### Document text
Seventy years after the liberation of Auschwitz, ageing survivors and dignitaries gather at the site synonymous with the Holocaust today to honour victims and sound the alarm over a fresh wave of anti-Semitism.
On the eve of the landmark event, which is expected to draw several heads of state, a leading Jewish organisation was echoed by German Chancellor Angela Merkel and Hollywood mogul Steven Spielberg in highlighting violence against Jews in modern-day Europe.
Europe is “close to” a new exodus of Jews, European Jewish Congress chief Moshe Kantor warned at a Holocaust forum in the Czech capital Prague.
“Jihadism is very close to Nazism. One could even say that they are two faces of the same evil,” he added.
Merkel said it was a “disgrace” that Jews in Germany faced insults, threats or violence, as she joined survivors Monday in Berlin observing 70 years since the liberation of Auschwitz by the Soviet Red Army.
Spielberg pointed to what he termed “the growing effort to banish Jews from Europe” amid a rise in anti-Semitism on the continent underscored by the deadly Islamist attack on a Jewish Kosher grocery in Paris earlier this month.
Awarded an Oscar for the Holocaust drama “Schindler’s List”, Spielberg — who has also videotaped the testimony of 58,000 survivors — met with hundreds of them, mostly in their nineties, in Krakow, southern Poland.
The meeting came ahead of Tuesday’s ceremonies at the former Auschwitz-Birkenau site in nearby Oswiecim.
Royals in attendance
Royals from Belgium and The Netherlands are expected to be in attendance, as are more than a dozen presidents and prime ministers from across the globe.
French President Francois Hollande, German President Joachim Gauck and Ukraine President Petro Poroshenko are to participate, but Russia, the United States and Israel have chosen to send lower-ranking representatives.
The Archbishop of Krakow, Cardinal Stanislaw Dziwisz — a former aide to Saint Pope John Paul II — will be there on behalf of the Holy See.
Also attending is Celina Biniaz, elegant at 83, who was among the 1,200 Jews who escaped Auschwitz by being place on Oskar Schindler’s famous list.
As a child she left death camp to work in a nearby factory run by the German industrialist.
“I so wish they would settle that problem in the Middle East because I so believe that it has a definite impact on what’s happening with anti-Semitism all over Europe,” Biniaz, who came from California for the ceremonies, told AFP.
“The Muslims have been disenfranchised and their young have no hope for the future, so they are desperate and it sounds glamorous for them to join things like ISIS,” she said, referring to the Islamic State jihadist group that has captured swathes of territory in Syria and Iraq.
‘A bomb would have helped’
For survivor David Wisnia, his return to Auschwitz is bringing on nightmares and flashbacks for the first time.
“It’s a lifetime ago really,” the 88-year-old said.
“Last night sleeping… here, I had a horrible dream and woke up and looked out the window and sort of thought that I was back in Birkenau in cell block 14 where I started in 1942,” he told journalists ahead of Tuesday’s ceremonies.

### Provided material

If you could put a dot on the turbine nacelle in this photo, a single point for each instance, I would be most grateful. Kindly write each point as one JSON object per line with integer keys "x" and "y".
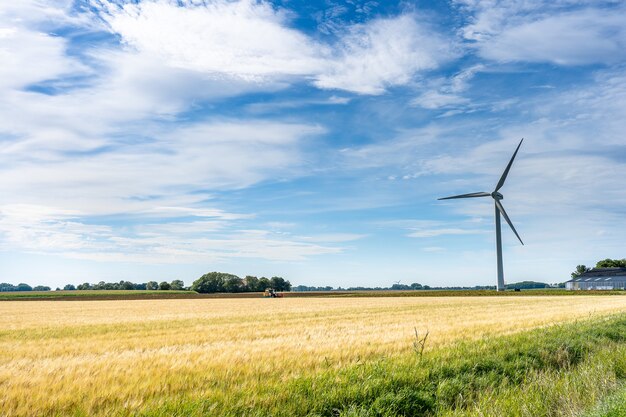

### Exercise objective
Rewrite the passage of the Auschwitz anniversary article from "Spielberg pointed to" up to and including "Krakow, southern Poland.", substituting "store" for "grocery".

### Solution to this exercise
Spielberg pointed to what he termed “the growing effort to banish Jews from Europe” amid a rise in anti-Semitism on the continent underscored by the deadly Islamist attack on a Jewish Kosher store in Paris earlier this month.
Awarded an Oscar for the Holocaust drama “Schindler’s List”, Spielberg — who has also videotaped the testimony of 58,000 survivors — met with hundreds of them, mostly in their nineties, in Krakow, southern Poland.